*** AVAILABLE RECORDS

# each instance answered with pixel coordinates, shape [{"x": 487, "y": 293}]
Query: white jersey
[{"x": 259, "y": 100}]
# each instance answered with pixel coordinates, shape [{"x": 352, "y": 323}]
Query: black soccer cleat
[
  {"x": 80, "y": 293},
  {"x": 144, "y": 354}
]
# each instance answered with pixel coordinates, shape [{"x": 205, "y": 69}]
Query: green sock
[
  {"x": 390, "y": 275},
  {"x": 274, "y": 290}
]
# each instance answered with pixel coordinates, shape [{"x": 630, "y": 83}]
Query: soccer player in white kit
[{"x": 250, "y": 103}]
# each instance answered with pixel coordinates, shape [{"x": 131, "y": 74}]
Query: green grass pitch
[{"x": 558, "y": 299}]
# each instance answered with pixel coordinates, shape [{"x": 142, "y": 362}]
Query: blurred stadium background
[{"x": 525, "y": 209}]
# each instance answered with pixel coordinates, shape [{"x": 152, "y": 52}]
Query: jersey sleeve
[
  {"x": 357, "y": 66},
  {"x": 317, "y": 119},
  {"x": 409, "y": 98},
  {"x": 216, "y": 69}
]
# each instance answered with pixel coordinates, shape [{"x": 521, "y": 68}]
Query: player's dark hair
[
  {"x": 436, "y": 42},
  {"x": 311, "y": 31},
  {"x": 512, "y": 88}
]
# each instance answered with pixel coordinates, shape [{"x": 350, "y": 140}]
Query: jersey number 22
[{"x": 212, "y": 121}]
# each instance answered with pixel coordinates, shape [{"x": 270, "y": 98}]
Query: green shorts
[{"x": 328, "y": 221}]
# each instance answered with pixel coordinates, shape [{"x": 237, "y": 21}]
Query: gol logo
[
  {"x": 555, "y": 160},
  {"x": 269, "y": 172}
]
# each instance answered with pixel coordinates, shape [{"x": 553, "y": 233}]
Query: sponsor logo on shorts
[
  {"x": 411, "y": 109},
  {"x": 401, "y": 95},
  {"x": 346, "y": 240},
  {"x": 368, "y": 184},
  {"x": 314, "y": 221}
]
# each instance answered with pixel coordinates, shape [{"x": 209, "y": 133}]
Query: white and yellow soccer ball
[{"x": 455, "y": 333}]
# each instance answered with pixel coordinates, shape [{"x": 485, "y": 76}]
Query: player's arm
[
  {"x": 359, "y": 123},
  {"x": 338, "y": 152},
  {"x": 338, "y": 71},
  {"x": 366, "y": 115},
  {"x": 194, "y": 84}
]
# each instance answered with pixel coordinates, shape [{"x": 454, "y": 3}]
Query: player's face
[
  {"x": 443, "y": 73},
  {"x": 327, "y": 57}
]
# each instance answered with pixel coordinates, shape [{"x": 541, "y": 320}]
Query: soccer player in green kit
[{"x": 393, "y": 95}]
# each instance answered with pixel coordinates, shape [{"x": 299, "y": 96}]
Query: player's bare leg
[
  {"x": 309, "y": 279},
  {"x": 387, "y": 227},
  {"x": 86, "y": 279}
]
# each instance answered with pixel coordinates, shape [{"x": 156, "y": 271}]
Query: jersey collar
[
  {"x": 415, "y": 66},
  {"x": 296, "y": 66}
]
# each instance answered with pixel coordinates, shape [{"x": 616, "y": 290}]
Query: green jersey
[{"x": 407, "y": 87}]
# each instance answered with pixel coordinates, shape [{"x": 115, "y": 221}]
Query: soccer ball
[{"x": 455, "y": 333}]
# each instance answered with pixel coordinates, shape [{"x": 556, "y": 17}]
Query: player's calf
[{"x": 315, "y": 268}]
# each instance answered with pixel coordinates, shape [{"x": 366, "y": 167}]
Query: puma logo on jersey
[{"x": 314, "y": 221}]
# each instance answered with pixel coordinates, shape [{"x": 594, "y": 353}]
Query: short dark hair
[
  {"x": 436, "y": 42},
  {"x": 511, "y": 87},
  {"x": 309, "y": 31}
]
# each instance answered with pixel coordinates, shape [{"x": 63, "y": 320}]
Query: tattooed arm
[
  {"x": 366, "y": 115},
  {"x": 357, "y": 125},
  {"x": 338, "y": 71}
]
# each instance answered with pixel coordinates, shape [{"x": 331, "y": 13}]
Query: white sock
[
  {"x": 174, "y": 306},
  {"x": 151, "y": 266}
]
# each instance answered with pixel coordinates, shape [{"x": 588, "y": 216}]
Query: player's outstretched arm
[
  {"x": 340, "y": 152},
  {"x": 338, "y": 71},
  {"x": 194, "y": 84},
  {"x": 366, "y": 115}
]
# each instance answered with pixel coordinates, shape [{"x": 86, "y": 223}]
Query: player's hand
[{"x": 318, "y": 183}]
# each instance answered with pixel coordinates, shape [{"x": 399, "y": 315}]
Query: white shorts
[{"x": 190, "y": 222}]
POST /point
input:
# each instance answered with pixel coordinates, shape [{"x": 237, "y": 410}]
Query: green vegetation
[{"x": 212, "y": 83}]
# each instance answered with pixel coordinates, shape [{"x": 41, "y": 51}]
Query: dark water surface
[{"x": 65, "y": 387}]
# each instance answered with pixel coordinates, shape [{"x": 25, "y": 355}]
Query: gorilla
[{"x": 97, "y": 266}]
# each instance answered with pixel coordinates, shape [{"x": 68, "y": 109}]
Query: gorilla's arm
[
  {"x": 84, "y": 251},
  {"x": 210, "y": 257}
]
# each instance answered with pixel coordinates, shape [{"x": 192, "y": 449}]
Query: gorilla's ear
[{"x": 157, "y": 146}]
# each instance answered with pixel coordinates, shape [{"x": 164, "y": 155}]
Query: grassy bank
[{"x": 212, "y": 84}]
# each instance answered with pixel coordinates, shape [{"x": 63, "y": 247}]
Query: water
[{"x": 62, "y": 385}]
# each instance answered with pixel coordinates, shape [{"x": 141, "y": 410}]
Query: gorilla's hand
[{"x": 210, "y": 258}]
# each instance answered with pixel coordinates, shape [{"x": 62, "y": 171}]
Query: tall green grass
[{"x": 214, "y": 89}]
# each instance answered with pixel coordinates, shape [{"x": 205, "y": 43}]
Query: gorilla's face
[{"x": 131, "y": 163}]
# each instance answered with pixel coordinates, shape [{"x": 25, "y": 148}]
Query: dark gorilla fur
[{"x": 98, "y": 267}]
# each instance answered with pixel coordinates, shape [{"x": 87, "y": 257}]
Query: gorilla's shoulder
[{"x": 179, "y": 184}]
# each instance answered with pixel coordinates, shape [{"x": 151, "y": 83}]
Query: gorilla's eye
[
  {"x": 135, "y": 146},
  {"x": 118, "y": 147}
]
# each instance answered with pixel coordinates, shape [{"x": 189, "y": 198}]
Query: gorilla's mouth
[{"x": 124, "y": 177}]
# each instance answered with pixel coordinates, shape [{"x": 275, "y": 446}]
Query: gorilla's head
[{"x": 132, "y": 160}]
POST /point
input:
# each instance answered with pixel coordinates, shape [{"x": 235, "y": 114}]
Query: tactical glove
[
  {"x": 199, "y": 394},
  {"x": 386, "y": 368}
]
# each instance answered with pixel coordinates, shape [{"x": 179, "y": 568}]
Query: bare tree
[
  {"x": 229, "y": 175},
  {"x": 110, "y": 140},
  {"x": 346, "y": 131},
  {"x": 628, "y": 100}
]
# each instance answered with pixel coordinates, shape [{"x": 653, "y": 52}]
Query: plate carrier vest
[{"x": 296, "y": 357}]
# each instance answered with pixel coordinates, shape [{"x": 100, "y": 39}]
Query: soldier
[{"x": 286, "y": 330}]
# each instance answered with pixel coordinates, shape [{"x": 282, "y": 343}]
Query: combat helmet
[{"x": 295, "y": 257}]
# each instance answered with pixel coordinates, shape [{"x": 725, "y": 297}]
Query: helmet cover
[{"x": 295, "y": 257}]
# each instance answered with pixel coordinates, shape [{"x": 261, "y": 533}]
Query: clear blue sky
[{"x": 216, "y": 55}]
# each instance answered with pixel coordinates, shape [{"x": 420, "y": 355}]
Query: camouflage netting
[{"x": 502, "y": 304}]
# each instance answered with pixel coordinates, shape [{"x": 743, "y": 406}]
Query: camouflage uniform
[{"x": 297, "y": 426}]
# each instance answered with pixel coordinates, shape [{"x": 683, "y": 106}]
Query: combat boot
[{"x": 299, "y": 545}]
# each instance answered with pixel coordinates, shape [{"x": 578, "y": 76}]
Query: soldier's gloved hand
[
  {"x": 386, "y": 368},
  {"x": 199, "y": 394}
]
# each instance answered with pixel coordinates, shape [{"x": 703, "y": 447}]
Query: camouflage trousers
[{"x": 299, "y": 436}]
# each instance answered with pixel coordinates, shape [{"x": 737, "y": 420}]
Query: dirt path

******
*** AVAILABLE RECORDS

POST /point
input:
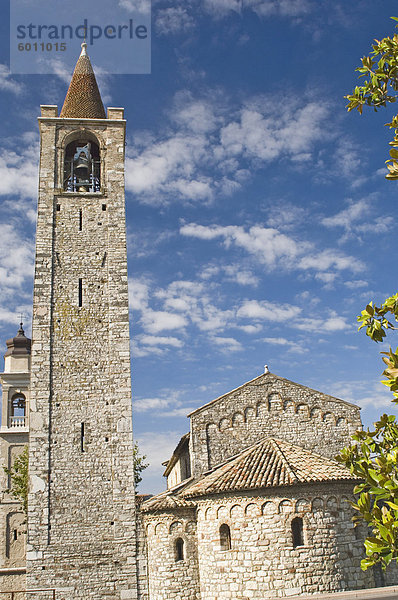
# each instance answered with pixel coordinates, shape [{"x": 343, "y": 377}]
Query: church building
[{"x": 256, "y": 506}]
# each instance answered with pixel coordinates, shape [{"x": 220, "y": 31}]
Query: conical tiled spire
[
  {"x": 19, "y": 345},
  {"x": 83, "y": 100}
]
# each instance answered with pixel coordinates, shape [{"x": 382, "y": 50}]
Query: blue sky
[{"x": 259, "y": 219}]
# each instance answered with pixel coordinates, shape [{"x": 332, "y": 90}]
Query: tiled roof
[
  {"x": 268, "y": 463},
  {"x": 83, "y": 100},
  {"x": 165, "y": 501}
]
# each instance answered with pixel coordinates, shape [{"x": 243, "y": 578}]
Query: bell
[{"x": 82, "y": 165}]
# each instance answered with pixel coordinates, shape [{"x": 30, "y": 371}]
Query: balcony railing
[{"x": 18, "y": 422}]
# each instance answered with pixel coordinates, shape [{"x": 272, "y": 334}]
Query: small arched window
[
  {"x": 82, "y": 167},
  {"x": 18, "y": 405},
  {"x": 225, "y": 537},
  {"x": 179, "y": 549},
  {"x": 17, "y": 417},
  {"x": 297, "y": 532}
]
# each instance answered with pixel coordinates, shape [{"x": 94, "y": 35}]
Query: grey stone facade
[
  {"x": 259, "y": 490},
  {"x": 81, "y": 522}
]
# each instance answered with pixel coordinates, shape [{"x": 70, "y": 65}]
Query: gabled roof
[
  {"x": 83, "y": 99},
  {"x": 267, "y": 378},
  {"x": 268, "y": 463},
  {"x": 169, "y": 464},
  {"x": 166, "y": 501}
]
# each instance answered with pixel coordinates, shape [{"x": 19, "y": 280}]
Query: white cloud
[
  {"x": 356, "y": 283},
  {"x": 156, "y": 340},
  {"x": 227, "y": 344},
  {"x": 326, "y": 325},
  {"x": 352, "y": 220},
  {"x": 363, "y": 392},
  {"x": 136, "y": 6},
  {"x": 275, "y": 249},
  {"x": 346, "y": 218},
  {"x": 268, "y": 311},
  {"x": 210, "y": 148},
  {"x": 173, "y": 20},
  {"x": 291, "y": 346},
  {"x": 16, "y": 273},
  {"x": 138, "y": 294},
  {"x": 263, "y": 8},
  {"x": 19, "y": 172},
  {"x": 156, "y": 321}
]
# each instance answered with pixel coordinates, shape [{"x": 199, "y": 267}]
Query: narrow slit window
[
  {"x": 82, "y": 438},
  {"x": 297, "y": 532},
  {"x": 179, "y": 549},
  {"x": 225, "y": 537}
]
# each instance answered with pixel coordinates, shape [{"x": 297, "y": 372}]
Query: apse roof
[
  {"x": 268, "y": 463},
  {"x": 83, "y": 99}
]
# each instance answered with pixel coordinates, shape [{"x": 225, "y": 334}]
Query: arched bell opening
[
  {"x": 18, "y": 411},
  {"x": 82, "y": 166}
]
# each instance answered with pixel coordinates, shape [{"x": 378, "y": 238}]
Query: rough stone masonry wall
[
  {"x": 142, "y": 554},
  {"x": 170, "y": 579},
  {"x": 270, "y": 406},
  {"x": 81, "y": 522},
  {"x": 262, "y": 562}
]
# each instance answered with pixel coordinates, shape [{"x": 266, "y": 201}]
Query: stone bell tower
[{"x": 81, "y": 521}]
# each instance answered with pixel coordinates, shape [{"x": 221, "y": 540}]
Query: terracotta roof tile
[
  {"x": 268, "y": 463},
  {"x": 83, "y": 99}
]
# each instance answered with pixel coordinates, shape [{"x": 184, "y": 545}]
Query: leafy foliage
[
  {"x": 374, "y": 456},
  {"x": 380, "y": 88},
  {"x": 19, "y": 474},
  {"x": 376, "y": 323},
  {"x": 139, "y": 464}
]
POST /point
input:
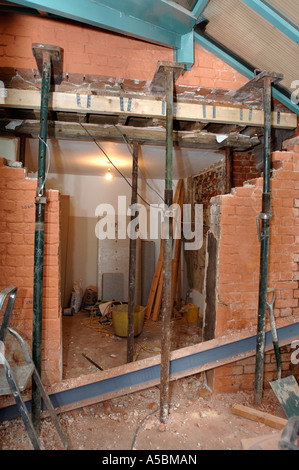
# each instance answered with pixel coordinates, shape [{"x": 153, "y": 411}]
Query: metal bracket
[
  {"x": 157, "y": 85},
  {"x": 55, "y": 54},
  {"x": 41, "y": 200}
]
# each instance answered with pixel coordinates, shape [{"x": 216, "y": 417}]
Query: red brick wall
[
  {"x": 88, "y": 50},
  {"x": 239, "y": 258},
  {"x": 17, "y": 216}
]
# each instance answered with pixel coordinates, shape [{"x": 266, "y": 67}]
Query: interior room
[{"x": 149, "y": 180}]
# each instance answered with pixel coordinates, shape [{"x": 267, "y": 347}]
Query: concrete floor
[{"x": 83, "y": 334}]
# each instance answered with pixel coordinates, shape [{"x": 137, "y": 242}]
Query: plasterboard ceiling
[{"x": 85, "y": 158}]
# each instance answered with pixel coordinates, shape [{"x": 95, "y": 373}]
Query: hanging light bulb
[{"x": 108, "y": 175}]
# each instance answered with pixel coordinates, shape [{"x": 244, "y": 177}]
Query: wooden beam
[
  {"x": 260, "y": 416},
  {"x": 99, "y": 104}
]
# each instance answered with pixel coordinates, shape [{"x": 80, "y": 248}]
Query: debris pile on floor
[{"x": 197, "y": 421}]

******
*** AVAILABLE RECORDS

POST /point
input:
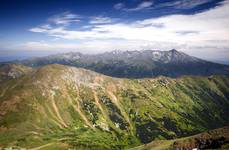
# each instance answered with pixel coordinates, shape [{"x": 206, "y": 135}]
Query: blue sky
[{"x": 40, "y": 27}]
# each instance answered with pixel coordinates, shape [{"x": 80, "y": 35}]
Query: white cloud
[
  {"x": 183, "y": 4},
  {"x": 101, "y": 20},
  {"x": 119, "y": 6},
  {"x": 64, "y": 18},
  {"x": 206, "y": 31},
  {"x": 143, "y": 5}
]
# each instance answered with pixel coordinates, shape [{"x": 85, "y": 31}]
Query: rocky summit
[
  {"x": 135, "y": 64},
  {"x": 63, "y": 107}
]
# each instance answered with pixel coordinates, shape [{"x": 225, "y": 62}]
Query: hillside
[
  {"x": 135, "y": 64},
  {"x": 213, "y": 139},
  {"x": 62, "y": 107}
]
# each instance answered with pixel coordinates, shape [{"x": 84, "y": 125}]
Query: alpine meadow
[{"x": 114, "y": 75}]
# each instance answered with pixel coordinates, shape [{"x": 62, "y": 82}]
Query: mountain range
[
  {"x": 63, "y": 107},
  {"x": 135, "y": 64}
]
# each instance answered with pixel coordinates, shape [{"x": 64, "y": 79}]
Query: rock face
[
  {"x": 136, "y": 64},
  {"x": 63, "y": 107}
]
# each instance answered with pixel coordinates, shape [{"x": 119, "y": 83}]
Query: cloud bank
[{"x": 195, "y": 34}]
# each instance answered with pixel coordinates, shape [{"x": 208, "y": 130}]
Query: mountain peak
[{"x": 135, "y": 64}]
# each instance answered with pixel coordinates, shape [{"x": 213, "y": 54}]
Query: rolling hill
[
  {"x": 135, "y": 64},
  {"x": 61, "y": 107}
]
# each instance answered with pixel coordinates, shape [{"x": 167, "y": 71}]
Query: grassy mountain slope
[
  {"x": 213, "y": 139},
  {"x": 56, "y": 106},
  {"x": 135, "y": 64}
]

******

ACTIVITY: Only one stretch of the data above is needed. Restate it word for word, from the line containing "Query: camouflage trousers" through the line containing "Query: dirt path", both ends included.

RESULT FOR THIS TASK:
Query: camouflage trousers
[{"x": 299, "y": 436}]
# each instance answered with pixel coordinates, shape [{"x": 737, "y": 420}]
Query: dirt path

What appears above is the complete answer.